## Task directions
The word "picture" occurs in some lines of the listing. Copy those lines.

## Exercise data
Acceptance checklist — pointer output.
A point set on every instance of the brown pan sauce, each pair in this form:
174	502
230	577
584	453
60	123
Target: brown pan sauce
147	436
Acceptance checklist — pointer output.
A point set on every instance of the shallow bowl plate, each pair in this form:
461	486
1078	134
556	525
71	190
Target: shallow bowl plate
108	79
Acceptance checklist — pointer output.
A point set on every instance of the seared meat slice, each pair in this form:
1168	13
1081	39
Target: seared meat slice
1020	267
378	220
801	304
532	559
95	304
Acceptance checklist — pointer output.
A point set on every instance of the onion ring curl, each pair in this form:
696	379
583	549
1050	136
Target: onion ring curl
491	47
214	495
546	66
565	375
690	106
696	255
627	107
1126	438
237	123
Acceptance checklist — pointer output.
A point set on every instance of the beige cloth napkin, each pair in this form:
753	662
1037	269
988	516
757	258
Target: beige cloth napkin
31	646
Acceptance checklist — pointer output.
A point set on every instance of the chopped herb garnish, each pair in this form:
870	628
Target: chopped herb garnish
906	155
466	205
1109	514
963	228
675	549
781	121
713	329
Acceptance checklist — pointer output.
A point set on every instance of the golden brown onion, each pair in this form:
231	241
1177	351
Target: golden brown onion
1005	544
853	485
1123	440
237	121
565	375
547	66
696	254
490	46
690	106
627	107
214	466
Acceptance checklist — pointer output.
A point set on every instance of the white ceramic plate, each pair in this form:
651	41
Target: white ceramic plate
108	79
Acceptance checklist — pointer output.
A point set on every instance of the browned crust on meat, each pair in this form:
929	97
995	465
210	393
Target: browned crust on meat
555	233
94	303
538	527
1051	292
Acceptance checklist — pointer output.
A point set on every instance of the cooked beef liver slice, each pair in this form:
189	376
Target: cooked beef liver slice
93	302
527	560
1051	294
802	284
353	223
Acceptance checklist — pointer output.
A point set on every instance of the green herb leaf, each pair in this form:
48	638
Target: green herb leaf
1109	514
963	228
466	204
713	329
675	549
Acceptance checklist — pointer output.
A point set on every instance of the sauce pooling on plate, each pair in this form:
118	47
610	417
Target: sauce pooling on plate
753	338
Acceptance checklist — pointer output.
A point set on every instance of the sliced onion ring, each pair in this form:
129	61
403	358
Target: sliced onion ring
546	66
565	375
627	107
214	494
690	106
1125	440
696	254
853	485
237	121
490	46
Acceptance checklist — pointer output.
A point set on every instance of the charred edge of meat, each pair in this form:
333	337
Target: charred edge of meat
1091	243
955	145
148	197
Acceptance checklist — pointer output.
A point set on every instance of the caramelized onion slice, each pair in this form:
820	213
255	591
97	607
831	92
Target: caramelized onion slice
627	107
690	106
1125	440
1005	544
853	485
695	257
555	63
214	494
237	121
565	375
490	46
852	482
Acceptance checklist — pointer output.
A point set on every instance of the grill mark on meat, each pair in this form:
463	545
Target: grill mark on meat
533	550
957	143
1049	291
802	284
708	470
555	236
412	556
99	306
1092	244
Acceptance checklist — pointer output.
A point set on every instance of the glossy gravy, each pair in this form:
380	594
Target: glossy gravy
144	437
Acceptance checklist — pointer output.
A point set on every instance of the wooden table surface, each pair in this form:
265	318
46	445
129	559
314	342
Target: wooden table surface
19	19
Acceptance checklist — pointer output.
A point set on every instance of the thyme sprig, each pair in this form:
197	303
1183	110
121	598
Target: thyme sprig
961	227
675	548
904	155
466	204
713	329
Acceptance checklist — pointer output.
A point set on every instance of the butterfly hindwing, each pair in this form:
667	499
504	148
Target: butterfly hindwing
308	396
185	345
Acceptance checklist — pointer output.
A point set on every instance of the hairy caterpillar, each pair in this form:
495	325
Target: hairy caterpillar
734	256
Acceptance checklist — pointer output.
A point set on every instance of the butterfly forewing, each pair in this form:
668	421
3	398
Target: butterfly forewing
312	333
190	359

--

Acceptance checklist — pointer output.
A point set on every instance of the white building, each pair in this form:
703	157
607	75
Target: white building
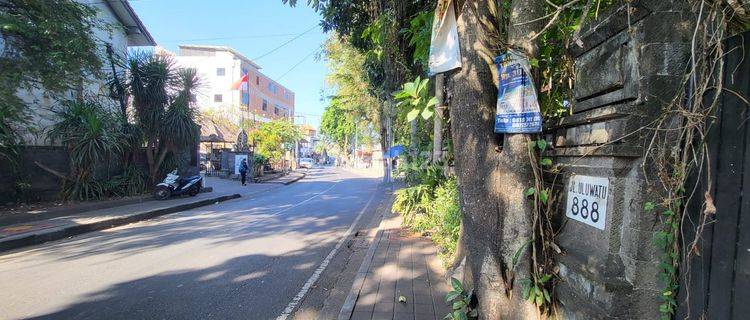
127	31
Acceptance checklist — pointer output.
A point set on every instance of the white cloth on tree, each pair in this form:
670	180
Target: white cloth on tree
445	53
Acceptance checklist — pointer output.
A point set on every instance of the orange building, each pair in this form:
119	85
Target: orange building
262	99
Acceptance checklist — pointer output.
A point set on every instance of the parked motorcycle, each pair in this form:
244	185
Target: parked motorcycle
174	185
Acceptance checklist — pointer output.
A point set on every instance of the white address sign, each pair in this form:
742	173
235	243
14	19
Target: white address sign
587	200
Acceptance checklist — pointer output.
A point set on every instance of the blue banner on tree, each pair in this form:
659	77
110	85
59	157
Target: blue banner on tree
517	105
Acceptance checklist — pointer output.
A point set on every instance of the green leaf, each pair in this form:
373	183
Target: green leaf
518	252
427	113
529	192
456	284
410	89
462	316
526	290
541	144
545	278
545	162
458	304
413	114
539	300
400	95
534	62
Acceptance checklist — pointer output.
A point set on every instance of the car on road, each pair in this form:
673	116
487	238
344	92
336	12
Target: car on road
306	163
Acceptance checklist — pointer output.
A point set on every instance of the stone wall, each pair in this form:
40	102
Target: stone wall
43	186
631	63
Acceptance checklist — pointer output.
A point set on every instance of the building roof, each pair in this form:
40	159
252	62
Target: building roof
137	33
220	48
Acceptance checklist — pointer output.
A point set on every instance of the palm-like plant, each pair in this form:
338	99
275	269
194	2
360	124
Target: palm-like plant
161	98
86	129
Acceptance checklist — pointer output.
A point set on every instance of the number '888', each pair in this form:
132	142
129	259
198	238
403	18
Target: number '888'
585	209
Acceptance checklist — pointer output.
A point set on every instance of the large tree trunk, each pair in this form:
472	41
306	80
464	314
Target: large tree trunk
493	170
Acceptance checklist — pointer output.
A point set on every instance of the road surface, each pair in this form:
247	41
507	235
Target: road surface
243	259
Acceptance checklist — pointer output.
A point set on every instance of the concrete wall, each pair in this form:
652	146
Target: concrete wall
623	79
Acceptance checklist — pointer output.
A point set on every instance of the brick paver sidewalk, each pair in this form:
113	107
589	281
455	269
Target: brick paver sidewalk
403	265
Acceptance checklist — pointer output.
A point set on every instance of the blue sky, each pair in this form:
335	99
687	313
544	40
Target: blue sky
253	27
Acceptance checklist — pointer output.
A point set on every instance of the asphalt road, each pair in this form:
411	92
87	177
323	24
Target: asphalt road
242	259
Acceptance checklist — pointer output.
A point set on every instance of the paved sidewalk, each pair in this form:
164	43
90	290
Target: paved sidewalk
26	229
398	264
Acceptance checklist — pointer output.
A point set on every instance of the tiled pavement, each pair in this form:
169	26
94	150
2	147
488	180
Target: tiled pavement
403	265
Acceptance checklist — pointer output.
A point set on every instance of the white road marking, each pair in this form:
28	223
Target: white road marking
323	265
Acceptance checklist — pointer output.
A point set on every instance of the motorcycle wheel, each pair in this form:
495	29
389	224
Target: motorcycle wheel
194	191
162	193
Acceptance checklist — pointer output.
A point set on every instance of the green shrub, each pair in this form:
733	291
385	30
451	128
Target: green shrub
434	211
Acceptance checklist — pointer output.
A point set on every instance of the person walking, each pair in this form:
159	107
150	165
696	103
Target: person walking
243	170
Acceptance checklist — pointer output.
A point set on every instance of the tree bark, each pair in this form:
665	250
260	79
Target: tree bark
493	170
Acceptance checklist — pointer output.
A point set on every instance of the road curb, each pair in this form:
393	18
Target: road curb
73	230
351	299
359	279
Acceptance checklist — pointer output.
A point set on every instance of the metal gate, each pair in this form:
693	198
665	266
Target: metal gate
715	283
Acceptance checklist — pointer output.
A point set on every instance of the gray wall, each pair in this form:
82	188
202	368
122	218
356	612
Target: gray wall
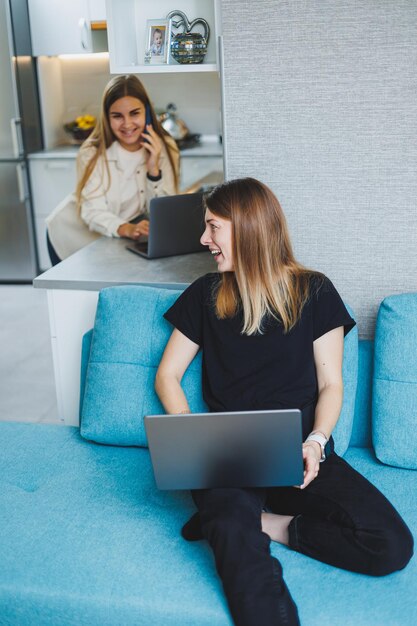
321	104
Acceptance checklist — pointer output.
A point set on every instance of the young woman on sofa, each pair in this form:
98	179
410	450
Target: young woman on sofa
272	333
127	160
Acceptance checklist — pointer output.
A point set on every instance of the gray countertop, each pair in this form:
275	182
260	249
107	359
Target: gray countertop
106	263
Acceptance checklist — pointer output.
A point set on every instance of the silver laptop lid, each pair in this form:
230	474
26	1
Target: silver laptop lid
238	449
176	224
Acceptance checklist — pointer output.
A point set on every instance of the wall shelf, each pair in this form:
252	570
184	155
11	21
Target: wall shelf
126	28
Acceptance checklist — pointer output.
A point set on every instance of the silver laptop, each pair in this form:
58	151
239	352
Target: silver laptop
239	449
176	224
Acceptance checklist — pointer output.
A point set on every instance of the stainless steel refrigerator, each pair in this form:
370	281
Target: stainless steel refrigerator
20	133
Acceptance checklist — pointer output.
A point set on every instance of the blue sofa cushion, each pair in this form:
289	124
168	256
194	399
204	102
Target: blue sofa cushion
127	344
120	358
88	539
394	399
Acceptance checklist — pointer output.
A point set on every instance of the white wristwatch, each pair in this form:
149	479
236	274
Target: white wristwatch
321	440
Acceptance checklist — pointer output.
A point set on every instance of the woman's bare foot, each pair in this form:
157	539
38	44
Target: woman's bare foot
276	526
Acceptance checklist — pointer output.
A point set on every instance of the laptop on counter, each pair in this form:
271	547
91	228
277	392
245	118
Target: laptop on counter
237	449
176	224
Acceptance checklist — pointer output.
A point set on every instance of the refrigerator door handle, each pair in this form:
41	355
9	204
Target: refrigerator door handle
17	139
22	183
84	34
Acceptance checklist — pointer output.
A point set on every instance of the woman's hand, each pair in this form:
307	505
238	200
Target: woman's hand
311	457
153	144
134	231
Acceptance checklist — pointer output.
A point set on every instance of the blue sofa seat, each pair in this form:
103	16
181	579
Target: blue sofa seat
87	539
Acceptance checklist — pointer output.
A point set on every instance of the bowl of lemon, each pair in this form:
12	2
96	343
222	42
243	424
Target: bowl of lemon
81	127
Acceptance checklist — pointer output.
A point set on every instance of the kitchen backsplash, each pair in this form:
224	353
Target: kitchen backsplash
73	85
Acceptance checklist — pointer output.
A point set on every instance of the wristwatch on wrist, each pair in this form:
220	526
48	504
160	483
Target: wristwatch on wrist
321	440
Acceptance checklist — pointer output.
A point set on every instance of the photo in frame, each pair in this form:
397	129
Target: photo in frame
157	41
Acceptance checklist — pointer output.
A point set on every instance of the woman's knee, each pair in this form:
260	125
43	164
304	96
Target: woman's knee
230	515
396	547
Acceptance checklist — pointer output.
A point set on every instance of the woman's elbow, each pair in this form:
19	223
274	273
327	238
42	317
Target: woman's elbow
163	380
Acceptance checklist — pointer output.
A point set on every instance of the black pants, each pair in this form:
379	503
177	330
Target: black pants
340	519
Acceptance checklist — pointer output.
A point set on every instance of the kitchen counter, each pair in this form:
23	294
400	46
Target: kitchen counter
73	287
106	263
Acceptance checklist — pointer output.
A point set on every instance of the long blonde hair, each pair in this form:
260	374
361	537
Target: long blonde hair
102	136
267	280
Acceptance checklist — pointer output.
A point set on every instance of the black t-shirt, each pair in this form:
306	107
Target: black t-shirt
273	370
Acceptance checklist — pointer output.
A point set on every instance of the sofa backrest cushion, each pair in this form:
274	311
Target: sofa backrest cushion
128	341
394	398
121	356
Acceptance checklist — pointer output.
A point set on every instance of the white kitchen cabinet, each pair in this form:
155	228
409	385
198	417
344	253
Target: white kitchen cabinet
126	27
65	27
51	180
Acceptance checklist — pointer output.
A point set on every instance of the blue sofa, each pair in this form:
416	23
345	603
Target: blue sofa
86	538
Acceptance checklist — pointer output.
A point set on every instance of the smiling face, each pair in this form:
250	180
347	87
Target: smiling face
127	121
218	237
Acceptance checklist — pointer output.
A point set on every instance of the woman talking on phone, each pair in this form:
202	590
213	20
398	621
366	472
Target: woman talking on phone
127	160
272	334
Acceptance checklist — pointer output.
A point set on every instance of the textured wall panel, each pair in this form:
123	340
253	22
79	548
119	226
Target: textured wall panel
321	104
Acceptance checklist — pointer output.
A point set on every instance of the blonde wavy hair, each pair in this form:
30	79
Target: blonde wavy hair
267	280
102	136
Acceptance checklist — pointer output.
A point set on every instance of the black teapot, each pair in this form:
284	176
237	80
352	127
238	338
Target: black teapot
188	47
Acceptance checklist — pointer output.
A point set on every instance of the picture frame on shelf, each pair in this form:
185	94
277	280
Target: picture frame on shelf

## Answer to this task
A point set on every instance of the picture frame on shelf, each pair in this form:
Target: picture frame on shelf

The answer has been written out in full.